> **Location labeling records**

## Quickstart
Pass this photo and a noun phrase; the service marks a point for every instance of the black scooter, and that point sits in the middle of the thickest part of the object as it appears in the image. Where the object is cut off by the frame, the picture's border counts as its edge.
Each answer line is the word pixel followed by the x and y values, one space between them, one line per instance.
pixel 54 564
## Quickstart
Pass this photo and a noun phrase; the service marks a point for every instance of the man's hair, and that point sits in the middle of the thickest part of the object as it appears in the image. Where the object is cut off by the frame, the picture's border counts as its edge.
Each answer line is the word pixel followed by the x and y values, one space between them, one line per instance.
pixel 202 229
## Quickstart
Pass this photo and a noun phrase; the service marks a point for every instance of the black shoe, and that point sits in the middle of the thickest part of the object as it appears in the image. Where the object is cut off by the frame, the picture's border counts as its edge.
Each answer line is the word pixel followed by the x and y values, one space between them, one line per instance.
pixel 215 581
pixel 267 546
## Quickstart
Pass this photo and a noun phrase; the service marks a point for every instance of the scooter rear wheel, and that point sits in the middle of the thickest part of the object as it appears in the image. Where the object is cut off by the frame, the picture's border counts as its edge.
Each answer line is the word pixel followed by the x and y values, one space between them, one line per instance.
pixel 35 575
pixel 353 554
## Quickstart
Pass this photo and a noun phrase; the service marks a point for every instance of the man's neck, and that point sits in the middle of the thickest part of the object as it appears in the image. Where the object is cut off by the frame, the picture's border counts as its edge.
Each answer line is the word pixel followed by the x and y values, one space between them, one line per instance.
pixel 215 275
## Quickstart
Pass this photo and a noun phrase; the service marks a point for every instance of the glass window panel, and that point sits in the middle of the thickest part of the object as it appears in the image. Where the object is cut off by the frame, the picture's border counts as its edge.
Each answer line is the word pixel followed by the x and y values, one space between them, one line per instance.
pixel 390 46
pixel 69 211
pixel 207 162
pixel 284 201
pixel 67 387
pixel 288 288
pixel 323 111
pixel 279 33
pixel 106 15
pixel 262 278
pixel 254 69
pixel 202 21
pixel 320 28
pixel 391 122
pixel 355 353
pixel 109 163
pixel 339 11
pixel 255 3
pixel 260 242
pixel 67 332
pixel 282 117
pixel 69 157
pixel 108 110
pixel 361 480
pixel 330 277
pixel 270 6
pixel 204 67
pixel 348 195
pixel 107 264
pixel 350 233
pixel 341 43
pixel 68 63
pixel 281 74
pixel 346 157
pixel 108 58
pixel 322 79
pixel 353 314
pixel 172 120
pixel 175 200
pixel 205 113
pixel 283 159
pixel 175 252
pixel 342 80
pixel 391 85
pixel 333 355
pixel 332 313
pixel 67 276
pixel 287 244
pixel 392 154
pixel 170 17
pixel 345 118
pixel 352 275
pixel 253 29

> **What to work on**
Output the material verbatim, starting at its first line and ending after the line that contains "pixel 267 546", with both end lines included.

> **Correct answer**
## Quickstart
Pass this photo and a noun phrase; the service marks a point for every instance of the black scooter, and that point sits in the middle of the thickest part of the object as it appears in the image. Where the object is cut off by the frame, the picture's border counts as its edge.
Each answer line is the word pixel followed by the x and y values, one space between them, one line per instance.
pixel 54 564
## Quickstart
Pass this photo and a noun phrase; the service marks a point for every instance of the man's hair, and that point sits in the middle of the thickest part of the object as it appears in the image. Where the object is cut off by the frame, the picture's border counts as its edge.
Each answer line is the word pixel followed by the x and y values, one space between them, one line per instance.
pixel 202 229
## Quickstart
Pass this photo and a noun phrase; the service marks a point for every instance of the black shoe, and that point sits in the middle of the thickest part of the object as it appears in the image. Where the object is cut off by the frame, the picture's border counts as its edge.
Each answer line is the word pixel followed by the x and y values, one space between them, one line per instance.
pixel 215 581
pixel 267 546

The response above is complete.